## SOURCE TEXT:
::::
As an aphorism attributed to the Nobel Prize-winning cognitive scientist and economist Daniel Kahneman holds, “No one ever made a decision because of a number. They need a story” (Lewis 250). While LCAs provide essential quantitative information, placing it in the context of a persuasive narrative about what a building can accomplish is up to architects and engineers. Though some clients may cite immediate economic justifications for declining to support the work involved in carbon accounting and reduction, the larger story of a built environment transformed from linear and wasteful to circular and sustainable may ultimately be more persuasive. Cropper points out that the multipart mission of SE 2050 calls for not only EC reporting and reduction in projects but communication with architects and “internally educating our engineers and disseminating strategies and knowledge about how to do this, like with our Communities of Practice.”

“The EC3 is basically a database of EPDs,” notes Johnson. “It’s a great idea to help harmonize where information is housed and how it’s collected. In general, though, you have to be aware of what data you’re using: within that tool, you have to have gone through some sort of design. If you just go in there and you want to compare, say, steel to concrete, just looking at the numbers within a tool, you don’t really have a sense of which one could create a lower-embodied-carbon structure, because you haven’t taken it through a design; you’re just comparing EPD values.”
::::
## STORED ROWS:
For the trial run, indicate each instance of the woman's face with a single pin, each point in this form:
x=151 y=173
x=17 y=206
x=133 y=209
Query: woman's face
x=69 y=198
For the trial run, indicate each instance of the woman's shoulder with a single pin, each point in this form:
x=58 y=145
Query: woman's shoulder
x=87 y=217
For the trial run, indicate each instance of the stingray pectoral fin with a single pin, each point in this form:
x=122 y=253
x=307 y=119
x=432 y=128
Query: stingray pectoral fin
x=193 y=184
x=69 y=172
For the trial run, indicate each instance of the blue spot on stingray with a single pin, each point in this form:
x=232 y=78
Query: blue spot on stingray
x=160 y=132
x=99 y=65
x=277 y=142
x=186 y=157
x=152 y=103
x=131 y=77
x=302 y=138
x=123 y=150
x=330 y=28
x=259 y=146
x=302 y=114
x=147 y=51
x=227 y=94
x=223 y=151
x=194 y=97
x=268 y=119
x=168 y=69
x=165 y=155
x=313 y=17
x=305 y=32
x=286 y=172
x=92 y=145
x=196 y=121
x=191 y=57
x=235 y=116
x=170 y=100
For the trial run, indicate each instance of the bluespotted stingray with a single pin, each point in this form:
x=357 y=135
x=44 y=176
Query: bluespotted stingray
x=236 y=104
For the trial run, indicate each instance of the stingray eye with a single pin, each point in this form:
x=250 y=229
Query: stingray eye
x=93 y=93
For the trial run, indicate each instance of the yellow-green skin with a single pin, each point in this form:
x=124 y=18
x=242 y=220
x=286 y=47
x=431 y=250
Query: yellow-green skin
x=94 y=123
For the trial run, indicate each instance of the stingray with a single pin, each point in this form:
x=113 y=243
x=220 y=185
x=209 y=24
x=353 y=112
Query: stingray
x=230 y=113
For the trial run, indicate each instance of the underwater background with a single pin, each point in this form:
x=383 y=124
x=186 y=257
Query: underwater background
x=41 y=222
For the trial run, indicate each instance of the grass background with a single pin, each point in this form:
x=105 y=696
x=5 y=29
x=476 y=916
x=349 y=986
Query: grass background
::::
## WRITTEN REQUEST 1:
In the passage on embodied carbon, what does Johnson say the EC3 basically is?
## WRITTEN REQUEST 2:
Extend the passage on embodied carbon with the sentences that would come next after its final one.

## TASK ANSWER 1:
A database of EPDs.

## TASK ANSWER 2:
“We always have to be careful to compare apples to apples,” Johnson continues. “For us that means comparing a building with a building, or a system with a system.” Specialists he has worked with find that “all the data points within a building are very difficult. I heard one person say once that there might be up to 2,800 components that could go into a building, and that’s everything: electrical, carpeting, paints, structure, all that sort of stuff. For an architect [who] has to go through and collect all these data points, that’s a really daunting task.... Even within steel, if you just take a wide-flange section and a rebar, you can’t really just compare those EPD values, because the way that those items function within a building is not the same, and the same quantity of material is not used to make it a functional piece of the structure.”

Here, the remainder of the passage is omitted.